But based on a recent Reuters/Ipsos daily tracking poll, maybe those people just haven't gotten around to taking down their Trump signs yet. The pollsters, who spoke to 15,000 adults in "non-metro"areas, found that support for Trump was "eroding in small towns and rural communities."

Here's more:

Trump still got high marks for his handling of the economy and national security, but the rural Americans Reuters spoke to were "increasingly unhappy with Trump's record on immigration, a central part of his presidential campaign."

Forty-seven percent of rural Americans said in September they approved of the president's handling of immigration, down from 56 percent during his first month in office.
— Reuters

In April, Inquirer and Daily News reporter William Bender went out to Potter County, a.k.a. God's County, to see whether the "the Trump thrill was gone." Trump took 80 percent of the county and Bender found few voters there had "buyer's remorse" even while his ratings purportedly slipped.

As Trump prepared to go to Harrisburg Wednesday evening for a rally over his tax-reform plan, one local pollster says there may have been some "slippage" among his base but believes the core has dug in deep.

"I'm not convinced there's a steep erosion of support here," said G. Terry Madonna, director of the Franklin and Marshall College Poll. "Some of those voters may have gone from strongly to somewhat in terms of support. But I think he's held on to much of his base, and we know who they are. They're white. They're generally described as working class with a high school education or less and with a family income of $50,000 to $60,000."

In September, Madonna told Inquirer and Daily News political writer Chris Brennan that his own poll found support for the president dropping among Pennsylvania's GOP: 53 percent of the party's voters rated his job performance positively, but that was down from 67 percent in May.

The state's GOP didn't immediately return a request for comment on Wednesday, but Joe Gale, a Republican commissioner in Montgomery County, balked at the report and said Trump was a lock for 2020.

"That is fake news supported by bad polling," Gale wrote in an email. "These are the same pollsters who said Trump would lose in 2016 and said I would lose my primary and general elections in 2015. They, just like the political swamp in Washington, are clueless about what really matters to everyday Americans."

Sen. Bob Casey (D., Pa.) said the Reuters poll sounded all too real to him.

"From pushing a health care scheme that would close rural hospitals, to pursuing a tax cut plan for the super-rich and trying to defund rural economic development programs, this administration's policies are an economic gut punch to rural Americans," Casey said in a statement Wednesday. "Rural Pennsylvanians, many of whom are making middle class incomes, want policies that grow wages and create jobs, but the administration is doing the opposite."
#####
EXERCISE A:
Decide whether each statement below agrees with the article on rural support for Trump, answering yes or no and quoting the words that settle it: (i) Trump won 80 percent of Potter County. (ii) In September, Madonna's poll showed 67 percent of Pennsylvania Republicans rating the president's job performance positively. (iii) Joe Gale is a Republican commissioner in Montgomery County.
EXERCISE B:
Rewrite the passage of the article on rural support for Trump, starting with "Forty-seven percent of" and going on through "month in office.", with "September" changed to "October".
#####
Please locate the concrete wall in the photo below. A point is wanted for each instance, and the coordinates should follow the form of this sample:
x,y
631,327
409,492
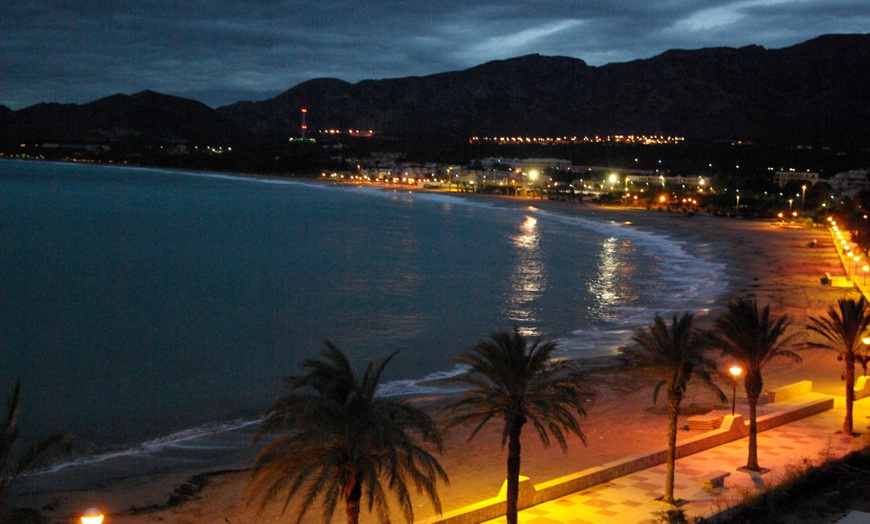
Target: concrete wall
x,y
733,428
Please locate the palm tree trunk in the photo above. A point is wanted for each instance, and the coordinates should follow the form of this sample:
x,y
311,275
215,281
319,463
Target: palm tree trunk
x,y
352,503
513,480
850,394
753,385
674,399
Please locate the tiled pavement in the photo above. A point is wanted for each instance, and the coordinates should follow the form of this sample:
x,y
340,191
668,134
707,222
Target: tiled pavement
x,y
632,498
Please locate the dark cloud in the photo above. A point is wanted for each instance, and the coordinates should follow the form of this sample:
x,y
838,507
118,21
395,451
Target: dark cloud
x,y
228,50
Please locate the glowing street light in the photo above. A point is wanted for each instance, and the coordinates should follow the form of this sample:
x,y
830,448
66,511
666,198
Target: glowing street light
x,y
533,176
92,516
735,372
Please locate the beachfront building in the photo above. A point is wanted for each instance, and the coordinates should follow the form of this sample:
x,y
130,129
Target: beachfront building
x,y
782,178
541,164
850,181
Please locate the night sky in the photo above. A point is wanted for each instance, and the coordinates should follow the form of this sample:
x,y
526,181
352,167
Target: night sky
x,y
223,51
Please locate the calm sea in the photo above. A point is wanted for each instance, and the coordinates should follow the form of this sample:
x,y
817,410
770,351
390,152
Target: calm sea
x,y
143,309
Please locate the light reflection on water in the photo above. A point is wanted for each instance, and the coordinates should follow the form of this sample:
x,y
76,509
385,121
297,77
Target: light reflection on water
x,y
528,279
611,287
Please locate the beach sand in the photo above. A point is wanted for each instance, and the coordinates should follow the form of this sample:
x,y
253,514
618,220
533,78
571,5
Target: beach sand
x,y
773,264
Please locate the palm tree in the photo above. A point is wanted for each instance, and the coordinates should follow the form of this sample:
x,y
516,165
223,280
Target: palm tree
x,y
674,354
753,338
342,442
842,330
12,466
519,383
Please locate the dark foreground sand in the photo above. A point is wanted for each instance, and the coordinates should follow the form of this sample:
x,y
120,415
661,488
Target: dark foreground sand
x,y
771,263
#####
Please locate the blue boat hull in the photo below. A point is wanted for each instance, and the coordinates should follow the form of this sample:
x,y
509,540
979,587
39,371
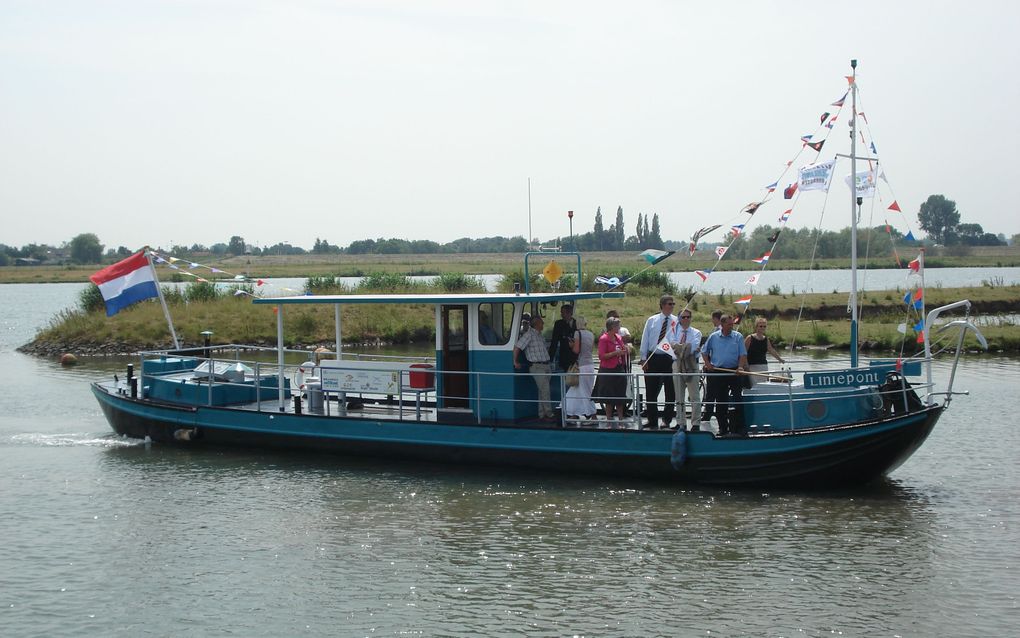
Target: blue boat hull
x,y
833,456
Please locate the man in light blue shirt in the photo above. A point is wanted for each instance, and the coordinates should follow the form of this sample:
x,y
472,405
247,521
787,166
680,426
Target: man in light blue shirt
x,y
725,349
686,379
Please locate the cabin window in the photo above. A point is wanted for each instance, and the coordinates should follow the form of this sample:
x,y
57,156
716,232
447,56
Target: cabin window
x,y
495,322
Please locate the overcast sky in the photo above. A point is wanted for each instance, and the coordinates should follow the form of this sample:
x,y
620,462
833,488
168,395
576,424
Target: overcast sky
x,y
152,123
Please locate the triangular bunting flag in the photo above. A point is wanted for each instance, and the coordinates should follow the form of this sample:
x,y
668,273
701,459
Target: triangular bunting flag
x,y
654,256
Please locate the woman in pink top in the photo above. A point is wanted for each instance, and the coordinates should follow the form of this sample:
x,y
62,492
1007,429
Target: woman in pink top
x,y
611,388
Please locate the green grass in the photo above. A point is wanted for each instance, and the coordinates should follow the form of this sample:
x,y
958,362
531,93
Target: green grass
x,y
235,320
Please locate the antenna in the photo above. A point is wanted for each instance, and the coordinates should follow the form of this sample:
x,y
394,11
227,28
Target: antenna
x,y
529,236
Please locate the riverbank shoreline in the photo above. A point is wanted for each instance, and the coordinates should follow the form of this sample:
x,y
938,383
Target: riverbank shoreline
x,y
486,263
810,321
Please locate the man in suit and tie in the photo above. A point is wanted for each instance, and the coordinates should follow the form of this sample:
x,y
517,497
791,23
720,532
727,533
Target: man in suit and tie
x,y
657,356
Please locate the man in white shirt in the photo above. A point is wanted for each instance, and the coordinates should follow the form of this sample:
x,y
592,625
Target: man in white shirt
#####
WRITTEN SOLUTION A:
(i) Yes: "Trump took 80 percent of the county"
(ii) No: "53 percent of the party's voters rated his job performance positively, but that was down from 67 percent in May."
(iii) Yes: "Joe Gale, a Republican commissioner in Montgomery County"

WRITTEN SOLUTION B:
Forty-seven percent of rural Americans said in October they approved of the president's handling of immigration, down from 56 percent during his first month in office.